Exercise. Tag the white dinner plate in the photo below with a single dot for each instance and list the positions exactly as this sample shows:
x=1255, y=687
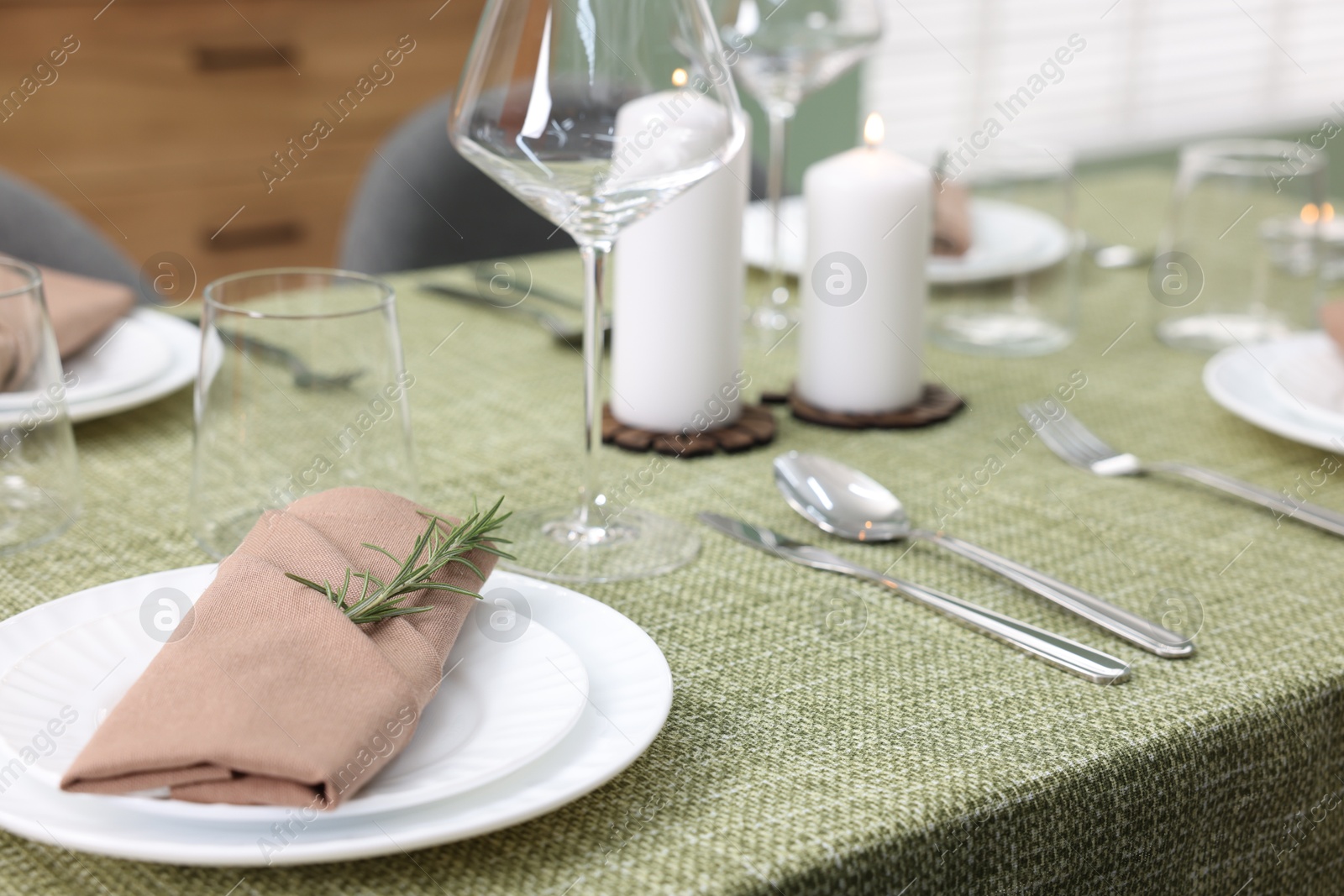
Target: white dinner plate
x=1007, y=239
x=129, y=354
x=179, y=340
x=1292, y=387
x=503, y=705
x=628, y=700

§ §

What is asked: Reproduce the records above word for word, leaving out the pictures.

The response:
Exercise. Tag the white dinner plate in the photo below with a single dot for each instance and list the positions exactly as this sample shows:
x=1255, y=687
Target: white dinner plate
x=1007, y=239
x=129, y=354
x=179, y=340
x=1292, y=387
x=503, y=705
x=628, y=700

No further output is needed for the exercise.